---- SOURCE TEXT

Mars Is Closest to Earth in 11 Years on Monday: What to Expect
Time to tune up your telescopes! Mars is at its closest to Earth in 11 years on Monday (May 30), providing a great closer to Memorial Day events.
Even if you're too busy doing other things that night to gaze at the Red Planet, you'll still get a good chance for at least two weeks. While Mars is technically at its closest on Monday at 47.2 million miles (76 million kilometers) from Earth, it will remain closer than 48 million miles (77.2 million km) up until June 12.
"Just look southeast after the end of twilight, and you can't miss it," Alan MacRobert, a senior editor of Sky & Telescope magazine, said in a statement. "Mars looks almost scary now, compared to how it normally looks in the sky." [First Mars, Then Saturn - It's An Opposition Party! (Video)]
If bad weather threatens to spoil your Mars experience on Monday, you have a back up. The online Slooh Community Observatory will offer a free live webcast of Mars with its remotely operated telescopes. You can follow the webcast at Slooh.com, beginning at 9 p.m. EDT (0100 GMT). You can also watch the Mars webcast on Space.com here, courtesy of Slooh.
Mars and Earth periodically come close to each other every 26 months, but the distance of the closest approach varies because both planets have elliptical orbits. According to Space.com skywatching columnist Joe Rao, Mars was even closer in 2003 because it was at opposition — when the sun, Earth and Mars are in a straight line in space — just 42 hours before it reached its closest approach to Earth. Mars hadn't been that close to Earth in 60,000 years.

--------
---- DATA PROVIDED

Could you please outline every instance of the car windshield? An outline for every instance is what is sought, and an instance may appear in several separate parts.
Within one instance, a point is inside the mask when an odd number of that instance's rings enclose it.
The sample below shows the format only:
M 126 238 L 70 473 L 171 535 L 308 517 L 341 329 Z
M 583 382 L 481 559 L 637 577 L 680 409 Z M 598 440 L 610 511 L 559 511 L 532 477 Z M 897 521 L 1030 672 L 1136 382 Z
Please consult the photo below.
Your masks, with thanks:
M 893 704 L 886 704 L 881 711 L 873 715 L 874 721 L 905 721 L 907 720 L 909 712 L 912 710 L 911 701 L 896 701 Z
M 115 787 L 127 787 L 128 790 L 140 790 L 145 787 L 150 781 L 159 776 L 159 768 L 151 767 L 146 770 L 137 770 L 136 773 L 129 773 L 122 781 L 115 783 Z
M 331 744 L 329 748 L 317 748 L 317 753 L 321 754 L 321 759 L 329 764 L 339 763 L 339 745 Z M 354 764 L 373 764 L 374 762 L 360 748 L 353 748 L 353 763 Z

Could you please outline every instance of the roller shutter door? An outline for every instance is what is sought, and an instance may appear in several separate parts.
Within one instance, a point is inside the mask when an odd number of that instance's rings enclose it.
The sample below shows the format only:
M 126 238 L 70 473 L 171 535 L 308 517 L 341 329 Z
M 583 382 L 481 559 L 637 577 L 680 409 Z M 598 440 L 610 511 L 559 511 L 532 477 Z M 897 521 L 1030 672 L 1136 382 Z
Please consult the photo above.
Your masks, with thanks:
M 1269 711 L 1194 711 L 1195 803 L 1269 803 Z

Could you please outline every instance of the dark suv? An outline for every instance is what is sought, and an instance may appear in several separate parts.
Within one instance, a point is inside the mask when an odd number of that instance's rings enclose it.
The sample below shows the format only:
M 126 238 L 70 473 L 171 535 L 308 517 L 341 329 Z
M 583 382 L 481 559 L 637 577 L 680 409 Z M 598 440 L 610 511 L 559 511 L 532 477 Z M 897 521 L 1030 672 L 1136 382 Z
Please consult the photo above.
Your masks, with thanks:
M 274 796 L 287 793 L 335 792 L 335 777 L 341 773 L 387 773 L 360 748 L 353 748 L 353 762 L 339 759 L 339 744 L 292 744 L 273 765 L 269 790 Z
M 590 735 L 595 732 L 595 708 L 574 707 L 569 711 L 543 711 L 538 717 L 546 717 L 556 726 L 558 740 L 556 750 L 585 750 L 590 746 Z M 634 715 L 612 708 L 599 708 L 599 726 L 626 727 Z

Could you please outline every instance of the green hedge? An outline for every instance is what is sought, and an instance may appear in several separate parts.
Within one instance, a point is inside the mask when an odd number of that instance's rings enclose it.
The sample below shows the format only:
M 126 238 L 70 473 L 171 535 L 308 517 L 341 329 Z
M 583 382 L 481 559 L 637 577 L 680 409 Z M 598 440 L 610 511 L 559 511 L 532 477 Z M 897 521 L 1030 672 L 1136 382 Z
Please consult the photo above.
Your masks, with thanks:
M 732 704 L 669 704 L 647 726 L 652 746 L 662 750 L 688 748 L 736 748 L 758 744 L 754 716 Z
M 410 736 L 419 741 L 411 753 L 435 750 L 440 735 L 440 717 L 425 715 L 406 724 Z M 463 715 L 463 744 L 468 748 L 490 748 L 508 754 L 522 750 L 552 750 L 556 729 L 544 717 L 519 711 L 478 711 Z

--------

**TASK DESCRIPTION:**
According to the Mars article, until what date will Mars stay closer than 48 million miles to Earth?

**TASK SOLUTION:**
June 12